Your objective
The expected answer comprises all lines from the entries that contain the string "trousers".
*** Input material Section Begins ***
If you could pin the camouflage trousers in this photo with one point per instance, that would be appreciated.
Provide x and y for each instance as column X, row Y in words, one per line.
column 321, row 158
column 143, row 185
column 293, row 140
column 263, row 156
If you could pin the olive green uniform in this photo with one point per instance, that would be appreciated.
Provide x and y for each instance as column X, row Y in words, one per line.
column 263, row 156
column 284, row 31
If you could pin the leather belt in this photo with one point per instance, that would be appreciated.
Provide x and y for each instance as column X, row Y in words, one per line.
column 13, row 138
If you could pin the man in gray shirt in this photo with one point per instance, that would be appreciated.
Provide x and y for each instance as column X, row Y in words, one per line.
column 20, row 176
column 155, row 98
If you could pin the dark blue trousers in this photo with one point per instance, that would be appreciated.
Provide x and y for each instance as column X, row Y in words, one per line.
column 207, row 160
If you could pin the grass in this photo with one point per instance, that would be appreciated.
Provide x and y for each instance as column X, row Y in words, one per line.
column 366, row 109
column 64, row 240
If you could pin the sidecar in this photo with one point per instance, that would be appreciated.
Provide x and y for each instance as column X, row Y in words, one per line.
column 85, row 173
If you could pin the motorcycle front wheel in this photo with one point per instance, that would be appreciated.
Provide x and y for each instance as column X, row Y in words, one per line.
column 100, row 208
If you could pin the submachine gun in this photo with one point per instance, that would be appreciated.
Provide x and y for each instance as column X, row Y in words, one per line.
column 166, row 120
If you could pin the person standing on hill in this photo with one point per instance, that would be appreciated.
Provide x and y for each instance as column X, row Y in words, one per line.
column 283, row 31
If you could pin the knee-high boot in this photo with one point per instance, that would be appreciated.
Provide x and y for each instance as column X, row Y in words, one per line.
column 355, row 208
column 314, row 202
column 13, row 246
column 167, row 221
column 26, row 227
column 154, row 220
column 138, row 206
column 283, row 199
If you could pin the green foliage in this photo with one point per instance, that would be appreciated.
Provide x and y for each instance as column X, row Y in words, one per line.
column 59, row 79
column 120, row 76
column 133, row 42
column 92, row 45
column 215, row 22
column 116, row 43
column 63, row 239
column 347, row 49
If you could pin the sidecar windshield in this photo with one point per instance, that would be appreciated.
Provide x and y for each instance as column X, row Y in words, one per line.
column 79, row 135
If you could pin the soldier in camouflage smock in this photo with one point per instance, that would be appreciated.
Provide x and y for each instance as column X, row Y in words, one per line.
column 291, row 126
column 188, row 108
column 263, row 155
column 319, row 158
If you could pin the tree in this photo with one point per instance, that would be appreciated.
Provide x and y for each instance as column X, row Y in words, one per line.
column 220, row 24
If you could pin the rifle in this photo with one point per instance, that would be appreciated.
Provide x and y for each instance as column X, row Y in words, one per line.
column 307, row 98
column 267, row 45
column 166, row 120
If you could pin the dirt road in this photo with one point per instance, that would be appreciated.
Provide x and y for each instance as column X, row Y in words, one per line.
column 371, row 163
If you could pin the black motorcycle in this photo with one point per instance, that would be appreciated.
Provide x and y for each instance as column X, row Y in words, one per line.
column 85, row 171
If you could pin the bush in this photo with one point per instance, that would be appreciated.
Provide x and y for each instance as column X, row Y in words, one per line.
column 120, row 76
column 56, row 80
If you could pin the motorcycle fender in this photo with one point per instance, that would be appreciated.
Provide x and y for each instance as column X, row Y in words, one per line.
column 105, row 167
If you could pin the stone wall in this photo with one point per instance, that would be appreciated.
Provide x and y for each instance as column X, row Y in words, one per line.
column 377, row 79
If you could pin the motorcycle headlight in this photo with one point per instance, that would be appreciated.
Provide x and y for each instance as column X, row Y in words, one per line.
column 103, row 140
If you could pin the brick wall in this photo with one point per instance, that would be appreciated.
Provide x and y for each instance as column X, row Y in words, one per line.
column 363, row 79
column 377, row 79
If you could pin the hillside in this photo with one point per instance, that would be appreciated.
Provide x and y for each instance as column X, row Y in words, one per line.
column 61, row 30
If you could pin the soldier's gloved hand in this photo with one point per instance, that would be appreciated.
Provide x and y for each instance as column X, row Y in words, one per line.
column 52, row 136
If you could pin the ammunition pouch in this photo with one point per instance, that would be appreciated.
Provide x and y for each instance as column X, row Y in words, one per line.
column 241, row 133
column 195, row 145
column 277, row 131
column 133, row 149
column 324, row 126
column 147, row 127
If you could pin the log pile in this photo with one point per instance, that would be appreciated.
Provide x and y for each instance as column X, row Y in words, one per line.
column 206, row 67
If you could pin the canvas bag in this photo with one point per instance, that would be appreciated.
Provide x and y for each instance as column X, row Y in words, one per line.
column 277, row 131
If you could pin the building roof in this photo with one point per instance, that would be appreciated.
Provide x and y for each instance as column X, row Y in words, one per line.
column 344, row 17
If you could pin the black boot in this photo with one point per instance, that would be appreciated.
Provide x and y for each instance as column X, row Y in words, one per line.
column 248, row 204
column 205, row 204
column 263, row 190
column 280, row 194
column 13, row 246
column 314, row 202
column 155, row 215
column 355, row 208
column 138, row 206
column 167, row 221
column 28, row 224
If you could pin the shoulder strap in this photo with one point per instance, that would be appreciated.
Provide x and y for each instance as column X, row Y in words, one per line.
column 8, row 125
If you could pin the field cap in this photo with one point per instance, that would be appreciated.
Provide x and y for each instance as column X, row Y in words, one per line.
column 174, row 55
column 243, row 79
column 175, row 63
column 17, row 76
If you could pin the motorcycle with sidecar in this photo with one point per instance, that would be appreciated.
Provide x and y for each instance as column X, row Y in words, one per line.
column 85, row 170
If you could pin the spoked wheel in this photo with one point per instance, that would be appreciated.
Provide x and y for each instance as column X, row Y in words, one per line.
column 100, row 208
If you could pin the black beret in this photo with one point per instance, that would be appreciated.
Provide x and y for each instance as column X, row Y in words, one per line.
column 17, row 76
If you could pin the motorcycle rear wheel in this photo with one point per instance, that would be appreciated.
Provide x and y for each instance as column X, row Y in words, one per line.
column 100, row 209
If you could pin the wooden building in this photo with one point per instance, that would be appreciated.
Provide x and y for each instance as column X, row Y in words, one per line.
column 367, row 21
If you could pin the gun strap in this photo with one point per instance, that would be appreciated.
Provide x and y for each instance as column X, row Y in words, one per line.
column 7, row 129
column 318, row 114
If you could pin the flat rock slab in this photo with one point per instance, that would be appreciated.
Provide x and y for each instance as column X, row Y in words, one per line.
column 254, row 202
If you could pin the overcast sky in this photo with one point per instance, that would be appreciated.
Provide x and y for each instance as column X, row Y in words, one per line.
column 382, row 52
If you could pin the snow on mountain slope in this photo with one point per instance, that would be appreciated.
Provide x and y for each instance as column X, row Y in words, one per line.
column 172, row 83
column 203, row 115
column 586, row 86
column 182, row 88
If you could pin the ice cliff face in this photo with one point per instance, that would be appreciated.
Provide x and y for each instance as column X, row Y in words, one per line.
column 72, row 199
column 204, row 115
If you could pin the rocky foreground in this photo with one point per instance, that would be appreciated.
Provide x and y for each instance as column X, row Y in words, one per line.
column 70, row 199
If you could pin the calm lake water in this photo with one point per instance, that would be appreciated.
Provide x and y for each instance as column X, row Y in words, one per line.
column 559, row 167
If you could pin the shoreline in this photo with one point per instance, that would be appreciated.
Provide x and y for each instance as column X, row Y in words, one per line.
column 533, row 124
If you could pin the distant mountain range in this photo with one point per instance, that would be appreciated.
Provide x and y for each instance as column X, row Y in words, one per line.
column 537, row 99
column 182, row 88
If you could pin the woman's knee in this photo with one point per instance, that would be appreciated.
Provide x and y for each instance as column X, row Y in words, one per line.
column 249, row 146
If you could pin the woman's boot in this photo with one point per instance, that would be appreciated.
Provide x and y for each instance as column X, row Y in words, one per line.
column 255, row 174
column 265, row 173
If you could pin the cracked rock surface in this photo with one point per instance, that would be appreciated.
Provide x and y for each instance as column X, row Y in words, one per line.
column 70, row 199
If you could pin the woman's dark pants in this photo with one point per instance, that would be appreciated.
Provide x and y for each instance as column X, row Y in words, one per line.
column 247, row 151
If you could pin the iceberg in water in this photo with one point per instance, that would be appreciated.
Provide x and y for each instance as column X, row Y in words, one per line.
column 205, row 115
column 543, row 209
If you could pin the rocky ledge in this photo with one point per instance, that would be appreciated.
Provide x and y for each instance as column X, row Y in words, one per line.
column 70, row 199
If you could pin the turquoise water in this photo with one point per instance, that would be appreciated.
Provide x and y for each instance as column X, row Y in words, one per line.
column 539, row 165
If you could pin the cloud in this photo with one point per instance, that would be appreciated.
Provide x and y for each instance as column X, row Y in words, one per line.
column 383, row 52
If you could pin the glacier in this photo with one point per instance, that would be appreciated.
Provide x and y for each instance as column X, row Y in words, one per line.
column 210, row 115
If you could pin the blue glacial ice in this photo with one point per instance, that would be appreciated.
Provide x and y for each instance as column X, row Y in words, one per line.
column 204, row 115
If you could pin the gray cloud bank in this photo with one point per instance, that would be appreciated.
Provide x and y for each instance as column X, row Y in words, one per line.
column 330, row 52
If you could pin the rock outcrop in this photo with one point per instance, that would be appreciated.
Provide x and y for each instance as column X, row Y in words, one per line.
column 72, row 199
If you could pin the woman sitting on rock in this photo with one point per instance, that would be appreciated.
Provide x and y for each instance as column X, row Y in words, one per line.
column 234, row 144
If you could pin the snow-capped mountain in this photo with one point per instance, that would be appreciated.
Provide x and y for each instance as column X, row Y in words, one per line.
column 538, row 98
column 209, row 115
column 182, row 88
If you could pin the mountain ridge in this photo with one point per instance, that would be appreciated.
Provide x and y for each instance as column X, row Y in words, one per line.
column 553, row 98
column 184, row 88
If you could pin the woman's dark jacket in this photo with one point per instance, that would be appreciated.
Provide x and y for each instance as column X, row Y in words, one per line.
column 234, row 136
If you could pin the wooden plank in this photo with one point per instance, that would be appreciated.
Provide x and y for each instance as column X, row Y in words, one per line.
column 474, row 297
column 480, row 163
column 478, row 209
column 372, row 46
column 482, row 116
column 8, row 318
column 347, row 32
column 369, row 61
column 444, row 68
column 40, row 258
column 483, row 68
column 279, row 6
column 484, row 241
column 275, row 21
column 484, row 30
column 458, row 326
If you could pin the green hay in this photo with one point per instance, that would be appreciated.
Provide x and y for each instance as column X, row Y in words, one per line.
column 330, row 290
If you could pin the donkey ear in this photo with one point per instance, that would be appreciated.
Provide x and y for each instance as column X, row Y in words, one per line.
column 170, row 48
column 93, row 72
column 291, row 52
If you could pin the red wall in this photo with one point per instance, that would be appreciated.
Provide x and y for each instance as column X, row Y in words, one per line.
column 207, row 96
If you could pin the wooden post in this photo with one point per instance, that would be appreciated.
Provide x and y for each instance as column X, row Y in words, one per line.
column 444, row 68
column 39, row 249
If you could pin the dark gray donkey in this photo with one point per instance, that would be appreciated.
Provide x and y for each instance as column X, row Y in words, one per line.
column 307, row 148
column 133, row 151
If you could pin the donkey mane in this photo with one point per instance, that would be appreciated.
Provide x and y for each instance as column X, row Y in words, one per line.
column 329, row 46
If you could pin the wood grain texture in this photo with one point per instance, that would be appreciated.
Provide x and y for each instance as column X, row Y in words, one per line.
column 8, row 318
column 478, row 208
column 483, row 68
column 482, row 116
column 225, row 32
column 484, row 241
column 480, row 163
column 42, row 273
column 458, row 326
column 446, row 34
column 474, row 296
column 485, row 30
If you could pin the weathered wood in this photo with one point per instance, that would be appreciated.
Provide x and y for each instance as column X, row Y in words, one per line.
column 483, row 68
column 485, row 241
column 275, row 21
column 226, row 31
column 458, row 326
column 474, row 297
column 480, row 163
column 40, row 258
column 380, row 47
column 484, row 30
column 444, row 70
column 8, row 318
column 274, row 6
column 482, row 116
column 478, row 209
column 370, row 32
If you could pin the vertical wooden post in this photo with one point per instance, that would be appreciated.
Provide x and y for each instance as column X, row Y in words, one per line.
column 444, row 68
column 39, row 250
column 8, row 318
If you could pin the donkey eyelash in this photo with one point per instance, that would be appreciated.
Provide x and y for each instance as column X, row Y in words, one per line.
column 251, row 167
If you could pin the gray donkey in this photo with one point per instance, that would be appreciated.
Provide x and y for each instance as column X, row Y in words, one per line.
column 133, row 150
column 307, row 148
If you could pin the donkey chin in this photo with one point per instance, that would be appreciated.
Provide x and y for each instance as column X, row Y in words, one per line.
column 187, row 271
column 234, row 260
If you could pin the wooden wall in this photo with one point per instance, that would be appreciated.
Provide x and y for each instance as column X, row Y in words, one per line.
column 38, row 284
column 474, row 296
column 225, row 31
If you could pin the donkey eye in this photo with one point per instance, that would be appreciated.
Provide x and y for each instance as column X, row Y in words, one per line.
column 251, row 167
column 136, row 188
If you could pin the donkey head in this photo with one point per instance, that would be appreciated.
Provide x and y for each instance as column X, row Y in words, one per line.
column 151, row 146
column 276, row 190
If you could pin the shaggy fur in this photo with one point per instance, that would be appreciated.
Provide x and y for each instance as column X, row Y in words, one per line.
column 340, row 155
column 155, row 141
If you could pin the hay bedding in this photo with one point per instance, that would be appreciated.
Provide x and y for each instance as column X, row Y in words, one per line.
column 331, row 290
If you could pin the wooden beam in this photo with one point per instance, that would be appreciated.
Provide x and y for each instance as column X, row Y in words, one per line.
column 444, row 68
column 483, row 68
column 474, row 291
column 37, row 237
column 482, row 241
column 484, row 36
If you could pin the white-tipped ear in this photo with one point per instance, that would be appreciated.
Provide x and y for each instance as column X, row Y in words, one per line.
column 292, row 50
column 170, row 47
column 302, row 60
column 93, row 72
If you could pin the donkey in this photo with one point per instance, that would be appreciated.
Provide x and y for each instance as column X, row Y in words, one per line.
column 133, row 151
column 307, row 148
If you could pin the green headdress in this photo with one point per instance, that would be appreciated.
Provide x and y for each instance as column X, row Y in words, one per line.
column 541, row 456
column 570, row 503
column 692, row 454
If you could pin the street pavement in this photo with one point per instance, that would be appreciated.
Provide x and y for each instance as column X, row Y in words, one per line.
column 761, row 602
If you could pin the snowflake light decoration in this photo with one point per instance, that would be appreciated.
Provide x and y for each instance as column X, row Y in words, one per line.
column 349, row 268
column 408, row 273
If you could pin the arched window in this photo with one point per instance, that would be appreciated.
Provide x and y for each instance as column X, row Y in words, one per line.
*** Input material Section Ends ***
Response box
If you could pin the camouflage trousers in this photo with one point per instance, that would be appreciated.
If you could pin the dark blue trousers in this photo with one point per instance, that would be appreciated.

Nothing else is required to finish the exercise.